Excerpted text Start Marker

In development · Personal use
It is an AI-powered read-it-later service built end-to-end with Next.js 16 App Router,
Prisma ORM, and Auth.js. Save articles, highlights, and links from anywhere — then let
an AI layer surface what actually matters across your reading history.
No more forgotten bookmarks. No more overflowing reading lists with zero recall.
It connects the dots across everything you've saved and makes your content
library useful again.
Saving content is easy. Finding it again isn't.
Most knowledge workers have the same problem: they save articles, threads, and links
constantly — but almost never go back to them. The content sits in a Pocket or
Instapaper graveyard, never to be seen again.
Existing read-it-later tools treat saving and reading as two separate, disconnected acts.
There's no layer that connects what you've saved with what you're currently working on
or thinking about. The library grows, but it never gets smarter.
The insight: saving is only useful if you can reliably rediscover content at the
moment it becomes relevant. That requires an AI layer — not just search.
A read-it-later service with a memory
The app adds a RAG (Retrieval-Augmented Generation) layer on top of a standard
content library. When you save an article, it's parsed, chunked, and embedded into a
vector store (Pinecone). When you ask a question or describe what you're working on,
the AI retrieves semantically relevant content from your personal library and surfaces it.
The result: your saved content stops being an archive and starts being an active
knowledge base that you can query in plain language.
The app in action
The main interface lets you save, browse, and query your personal content library using natural language — powered by RAG over your own saved articles.

Excerpted text End Marker

Required actions:
(A) Reproduce the passage of the read-it-later app description that begins with the words containing "A read-it-later service" and ends with "own saved articles.".
(B) Based on the read-it-later app description, answer yes or no to each statement, and back each answer with the deciding words quoted exactly: (i) Saved articles are embedded into a vector store called Pinecone. (ii) The app is built with the Next.js Pages Router. (iii) Existing read-it-later tools treat saving and reading as one connected act.

Extracted entries Start Marker

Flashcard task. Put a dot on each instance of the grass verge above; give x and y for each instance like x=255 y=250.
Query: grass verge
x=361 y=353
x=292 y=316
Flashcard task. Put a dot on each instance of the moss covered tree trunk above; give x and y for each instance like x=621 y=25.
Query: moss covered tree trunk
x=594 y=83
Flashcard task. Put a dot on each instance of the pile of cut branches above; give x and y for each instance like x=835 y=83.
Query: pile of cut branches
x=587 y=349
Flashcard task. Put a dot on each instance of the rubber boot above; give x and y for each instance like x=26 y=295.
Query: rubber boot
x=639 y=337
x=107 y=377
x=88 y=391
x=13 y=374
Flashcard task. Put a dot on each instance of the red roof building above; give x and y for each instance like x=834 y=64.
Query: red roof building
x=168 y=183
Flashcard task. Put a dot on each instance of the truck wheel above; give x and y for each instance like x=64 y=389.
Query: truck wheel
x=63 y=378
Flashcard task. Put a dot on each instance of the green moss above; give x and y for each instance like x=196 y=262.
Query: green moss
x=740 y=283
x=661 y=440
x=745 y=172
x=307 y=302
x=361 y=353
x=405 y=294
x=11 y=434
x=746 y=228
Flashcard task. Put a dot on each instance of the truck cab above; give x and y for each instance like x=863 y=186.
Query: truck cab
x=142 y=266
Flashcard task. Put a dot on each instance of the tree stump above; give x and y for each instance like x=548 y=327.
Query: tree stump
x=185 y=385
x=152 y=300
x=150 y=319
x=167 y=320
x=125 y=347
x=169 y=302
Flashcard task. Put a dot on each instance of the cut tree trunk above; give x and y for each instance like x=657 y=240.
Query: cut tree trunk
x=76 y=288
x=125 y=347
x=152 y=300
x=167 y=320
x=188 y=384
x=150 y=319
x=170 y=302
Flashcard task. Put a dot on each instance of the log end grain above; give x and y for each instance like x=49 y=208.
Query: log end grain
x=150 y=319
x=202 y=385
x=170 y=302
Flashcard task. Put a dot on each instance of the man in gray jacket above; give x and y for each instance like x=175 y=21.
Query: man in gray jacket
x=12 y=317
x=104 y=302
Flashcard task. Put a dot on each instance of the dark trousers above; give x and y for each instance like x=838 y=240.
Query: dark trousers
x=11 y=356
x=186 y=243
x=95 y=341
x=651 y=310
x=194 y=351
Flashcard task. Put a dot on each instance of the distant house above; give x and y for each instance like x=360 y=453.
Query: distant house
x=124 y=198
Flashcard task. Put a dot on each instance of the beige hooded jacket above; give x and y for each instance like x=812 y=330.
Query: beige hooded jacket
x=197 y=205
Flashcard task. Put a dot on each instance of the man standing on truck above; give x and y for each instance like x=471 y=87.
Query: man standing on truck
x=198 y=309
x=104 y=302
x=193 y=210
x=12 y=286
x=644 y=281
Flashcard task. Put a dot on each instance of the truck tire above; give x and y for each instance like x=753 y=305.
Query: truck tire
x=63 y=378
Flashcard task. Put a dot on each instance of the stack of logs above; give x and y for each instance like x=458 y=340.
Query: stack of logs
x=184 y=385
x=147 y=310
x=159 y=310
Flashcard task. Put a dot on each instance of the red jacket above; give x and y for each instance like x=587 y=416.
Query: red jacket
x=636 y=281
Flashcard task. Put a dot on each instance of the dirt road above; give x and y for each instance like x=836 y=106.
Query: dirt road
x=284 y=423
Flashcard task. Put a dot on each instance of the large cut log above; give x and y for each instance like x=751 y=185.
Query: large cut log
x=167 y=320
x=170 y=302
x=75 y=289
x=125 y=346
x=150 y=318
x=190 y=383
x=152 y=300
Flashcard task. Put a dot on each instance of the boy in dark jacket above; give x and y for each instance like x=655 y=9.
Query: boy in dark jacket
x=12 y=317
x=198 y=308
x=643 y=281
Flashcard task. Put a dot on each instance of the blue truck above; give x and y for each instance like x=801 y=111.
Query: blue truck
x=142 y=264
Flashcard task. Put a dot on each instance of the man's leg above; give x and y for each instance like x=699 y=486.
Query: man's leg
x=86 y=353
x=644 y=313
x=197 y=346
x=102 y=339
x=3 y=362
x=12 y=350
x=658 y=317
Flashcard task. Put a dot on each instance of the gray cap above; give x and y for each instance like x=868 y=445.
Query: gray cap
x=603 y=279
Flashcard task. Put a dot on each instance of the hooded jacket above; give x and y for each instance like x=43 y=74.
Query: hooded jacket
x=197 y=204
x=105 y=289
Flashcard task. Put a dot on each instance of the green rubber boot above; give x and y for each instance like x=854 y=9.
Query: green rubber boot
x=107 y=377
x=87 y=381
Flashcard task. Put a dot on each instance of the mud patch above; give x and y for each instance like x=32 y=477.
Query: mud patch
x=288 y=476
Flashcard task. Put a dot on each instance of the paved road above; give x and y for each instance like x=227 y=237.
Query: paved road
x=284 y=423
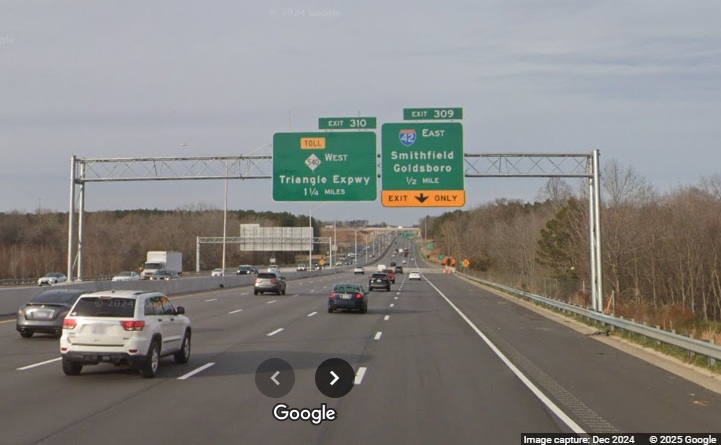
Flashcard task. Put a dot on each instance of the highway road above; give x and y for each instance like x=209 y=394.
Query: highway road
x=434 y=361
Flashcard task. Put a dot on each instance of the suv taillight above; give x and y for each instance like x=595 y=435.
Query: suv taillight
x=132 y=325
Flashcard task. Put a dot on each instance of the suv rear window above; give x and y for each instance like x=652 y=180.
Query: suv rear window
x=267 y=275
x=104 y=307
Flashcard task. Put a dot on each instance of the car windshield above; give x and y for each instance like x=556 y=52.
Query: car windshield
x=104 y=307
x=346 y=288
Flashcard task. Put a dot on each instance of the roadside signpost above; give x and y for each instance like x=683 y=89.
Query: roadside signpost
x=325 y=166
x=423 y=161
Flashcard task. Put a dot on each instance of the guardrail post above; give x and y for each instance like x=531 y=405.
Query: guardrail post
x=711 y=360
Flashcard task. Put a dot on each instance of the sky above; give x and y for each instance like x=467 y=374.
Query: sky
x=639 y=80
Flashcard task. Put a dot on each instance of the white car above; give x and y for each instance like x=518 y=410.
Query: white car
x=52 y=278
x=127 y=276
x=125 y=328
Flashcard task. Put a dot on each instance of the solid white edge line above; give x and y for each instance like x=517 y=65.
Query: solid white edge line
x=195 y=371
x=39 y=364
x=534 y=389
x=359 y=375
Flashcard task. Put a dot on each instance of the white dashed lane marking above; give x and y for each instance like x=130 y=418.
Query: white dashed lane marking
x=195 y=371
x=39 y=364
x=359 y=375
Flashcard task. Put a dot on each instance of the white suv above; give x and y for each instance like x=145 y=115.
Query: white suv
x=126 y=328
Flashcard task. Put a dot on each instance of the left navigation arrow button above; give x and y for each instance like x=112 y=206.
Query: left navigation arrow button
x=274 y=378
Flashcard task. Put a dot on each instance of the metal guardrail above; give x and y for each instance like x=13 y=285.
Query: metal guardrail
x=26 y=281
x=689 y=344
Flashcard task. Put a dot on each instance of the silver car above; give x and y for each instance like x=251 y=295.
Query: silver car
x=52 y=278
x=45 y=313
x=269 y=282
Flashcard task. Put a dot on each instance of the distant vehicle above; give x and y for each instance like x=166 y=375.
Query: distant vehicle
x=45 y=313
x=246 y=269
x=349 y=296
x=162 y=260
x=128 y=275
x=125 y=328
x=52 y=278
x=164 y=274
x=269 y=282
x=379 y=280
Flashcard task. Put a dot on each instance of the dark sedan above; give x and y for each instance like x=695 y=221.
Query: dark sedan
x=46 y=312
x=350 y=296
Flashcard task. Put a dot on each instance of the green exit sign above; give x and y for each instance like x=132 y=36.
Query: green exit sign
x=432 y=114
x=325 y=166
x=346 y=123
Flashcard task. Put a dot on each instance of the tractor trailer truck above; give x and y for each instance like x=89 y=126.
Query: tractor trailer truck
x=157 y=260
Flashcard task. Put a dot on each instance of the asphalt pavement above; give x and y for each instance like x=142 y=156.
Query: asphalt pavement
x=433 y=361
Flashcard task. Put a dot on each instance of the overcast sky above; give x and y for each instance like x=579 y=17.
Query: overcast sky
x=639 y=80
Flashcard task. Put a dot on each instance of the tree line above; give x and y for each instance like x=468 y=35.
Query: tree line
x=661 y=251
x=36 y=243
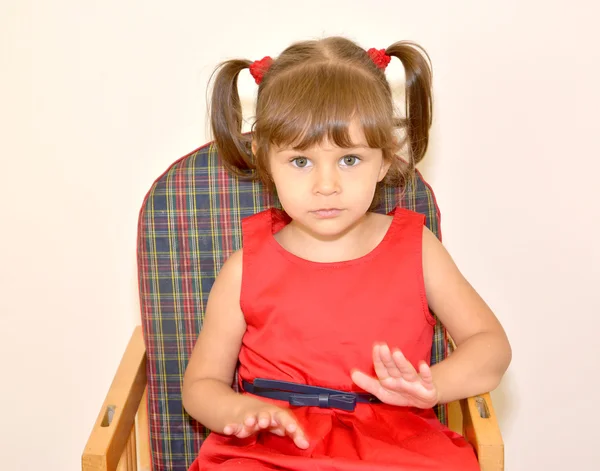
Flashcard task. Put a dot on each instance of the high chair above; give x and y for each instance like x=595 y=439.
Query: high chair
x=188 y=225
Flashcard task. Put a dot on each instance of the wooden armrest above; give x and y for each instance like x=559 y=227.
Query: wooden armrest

Extracted entries End Marker
Extracted entries Start Marker

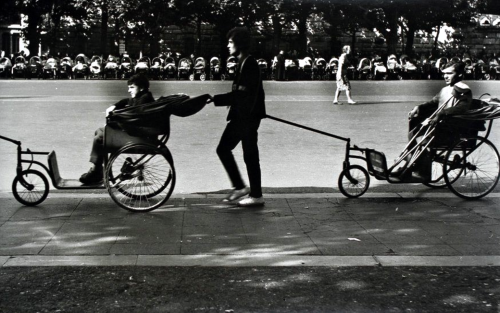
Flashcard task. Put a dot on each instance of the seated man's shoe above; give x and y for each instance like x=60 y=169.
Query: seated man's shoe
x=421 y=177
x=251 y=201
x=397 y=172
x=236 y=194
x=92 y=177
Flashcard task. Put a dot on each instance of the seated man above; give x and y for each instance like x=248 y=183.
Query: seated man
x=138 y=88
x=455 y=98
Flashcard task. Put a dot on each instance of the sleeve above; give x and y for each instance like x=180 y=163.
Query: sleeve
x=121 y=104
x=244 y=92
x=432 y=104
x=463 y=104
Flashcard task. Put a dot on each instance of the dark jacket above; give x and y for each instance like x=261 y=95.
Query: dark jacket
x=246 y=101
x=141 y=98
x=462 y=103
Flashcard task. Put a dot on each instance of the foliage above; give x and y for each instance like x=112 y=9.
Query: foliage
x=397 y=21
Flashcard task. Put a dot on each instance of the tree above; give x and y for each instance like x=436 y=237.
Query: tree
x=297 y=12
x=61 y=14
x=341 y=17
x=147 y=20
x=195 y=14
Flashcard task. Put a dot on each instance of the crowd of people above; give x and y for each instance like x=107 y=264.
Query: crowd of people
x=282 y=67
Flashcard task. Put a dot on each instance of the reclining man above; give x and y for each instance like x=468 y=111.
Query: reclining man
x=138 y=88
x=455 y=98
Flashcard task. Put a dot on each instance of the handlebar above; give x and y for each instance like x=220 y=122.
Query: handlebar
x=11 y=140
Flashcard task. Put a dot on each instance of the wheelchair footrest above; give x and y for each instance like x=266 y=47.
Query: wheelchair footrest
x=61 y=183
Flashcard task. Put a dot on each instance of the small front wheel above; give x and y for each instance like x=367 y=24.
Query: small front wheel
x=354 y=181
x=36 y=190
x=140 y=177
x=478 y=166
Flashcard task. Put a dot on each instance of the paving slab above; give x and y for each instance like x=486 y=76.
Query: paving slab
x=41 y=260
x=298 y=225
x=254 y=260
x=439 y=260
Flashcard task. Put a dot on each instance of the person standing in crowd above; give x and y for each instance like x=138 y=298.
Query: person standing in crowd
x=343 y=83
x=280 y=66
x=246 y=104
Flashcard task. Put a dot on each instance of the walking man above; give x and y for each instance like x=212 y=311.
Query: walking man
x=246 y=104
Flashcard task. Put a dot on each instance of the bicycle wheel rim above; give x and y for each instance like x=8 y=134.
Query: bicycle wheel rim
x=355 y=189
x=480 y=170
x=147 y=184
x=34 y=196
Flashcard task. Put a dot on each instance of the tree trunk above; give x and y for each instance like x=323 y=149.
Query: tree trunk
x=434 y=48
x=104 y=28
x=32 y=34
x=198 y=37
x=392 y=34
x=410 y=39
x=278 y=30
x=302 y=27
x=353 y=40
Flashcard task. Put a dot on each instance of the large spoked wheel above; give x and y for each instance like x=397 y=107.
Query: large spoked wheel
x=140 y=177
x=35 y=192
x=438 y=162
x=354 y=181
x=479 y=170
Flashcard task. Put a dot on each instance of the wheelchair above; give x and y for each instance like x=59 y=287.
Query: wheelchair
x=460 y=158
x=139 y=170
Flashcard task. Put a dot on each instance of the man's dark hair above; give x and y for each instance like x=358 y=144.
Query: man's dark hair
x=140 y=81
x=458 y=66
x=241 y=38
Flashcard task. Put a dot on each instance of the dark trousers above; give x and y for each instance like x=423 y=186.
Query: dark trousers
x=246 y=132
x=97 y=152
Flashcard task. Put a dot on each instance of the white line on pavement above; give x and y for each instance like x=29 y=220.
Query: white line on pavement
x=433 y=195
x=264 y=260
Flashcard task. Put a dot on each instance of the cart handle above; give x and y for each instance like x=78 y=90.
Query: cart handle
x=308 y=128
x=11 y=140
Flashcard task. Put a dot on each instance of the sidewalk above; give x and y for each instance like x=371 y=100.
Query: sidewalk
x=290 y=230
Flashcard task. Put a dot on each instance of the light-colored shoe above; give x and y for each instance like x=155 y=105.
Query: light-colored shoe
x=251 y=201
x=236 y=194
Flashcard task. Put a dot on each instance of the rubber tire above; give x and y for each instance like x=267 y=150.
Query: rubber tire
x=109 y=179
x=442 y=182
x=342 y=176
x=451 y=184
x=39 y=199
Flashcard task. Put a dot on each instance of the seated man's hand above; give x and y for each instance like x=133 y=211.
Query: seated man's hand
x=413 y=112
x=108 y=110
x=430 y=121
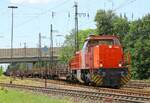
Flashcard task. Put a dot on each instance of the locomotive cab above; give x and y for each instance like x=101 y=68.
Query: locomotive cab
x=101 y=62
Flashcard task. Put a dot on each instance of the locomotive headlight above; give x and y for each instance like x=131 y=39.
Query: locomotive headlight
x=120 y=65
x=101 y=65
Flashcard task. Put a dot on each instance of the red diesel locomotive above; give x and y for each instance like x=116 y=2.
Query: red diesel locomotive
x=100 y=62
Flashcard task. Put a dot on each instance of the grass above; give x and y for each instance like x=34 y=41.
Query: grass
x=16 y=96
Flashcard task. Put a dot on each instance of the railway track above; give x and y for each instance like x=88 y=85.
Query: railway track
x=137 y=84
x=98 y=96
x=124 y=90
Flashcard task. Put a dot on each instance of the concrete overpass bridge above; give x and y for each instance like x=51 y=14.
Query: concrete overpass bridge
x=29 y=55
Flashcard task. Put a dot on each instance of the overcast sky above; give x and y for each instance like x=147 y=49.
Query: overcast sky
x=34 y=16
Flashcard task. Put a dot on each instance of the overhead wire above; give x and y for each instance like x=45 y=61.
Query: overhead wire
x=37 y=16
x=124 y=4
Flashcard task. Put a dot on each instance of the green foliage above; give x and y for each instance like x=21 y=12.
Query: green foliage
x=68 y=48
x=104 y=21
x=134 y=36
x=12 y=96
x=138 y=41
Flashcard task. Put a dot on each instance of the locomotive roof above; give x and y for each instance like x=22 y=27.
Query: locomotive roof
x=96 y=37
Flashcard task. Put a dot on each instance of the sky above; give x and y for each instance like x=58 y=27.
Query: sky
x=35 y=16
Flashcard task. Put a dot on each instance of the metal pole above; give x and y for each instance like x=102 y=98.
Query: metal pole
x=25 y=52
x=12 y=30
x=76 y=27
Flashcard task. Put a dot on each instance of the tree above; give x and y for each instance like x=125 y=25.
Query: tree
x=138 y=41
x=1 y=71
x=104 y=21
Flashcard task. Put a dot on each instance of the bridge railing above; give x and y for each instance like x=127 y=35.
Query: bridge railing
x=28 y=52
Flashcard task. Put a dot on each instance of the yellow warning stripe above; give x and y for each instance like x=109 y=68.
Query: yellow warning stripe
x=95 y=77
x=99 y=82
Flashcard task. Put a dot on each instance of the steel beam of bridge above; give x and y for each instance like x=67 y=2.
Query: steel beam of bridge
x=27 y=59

Extracted entries End Marker
Extracted entries Start Marker

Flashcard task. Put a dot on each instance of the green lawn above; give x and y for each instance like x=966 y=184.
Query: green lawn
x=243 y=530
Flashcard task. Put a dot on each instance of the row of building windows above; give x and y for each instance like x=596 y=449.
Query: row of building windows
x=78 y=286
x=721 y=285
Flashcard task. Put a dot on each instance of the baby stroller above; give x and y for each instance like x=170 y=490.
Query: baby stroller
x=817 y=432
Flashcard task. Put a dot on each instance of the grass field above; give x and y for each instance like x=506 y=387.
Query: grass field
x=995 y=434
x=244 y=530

Extracted entries End Marker

Results:
(A)
A read-it-later service with a memory
The app adds a RAG (Retrieval-Augmented Generation) layer on top of a standard
content library. When you save an article, it's parsed, chunked, and embedded into a
vector store (Pinecone). When you ask a question or describe what you're working on,
the AI retrieves semantically relevant content from your personal library and surfaces it.
The result: your saved content stops being an archive and starts being an active
knowledge base that you can query in plain language.
The app in action
The main interface lets you save, browse, and query your personal content library using natural language — powered by RAG over your own saved articles.

(B)
(i) Yes: "embedded into a vector store (Pinecone)"
(ii) No: "built end-to-end with Next.js 16 App Router"
(iii) No: "treat saving and reading as two separate, disconnected acts"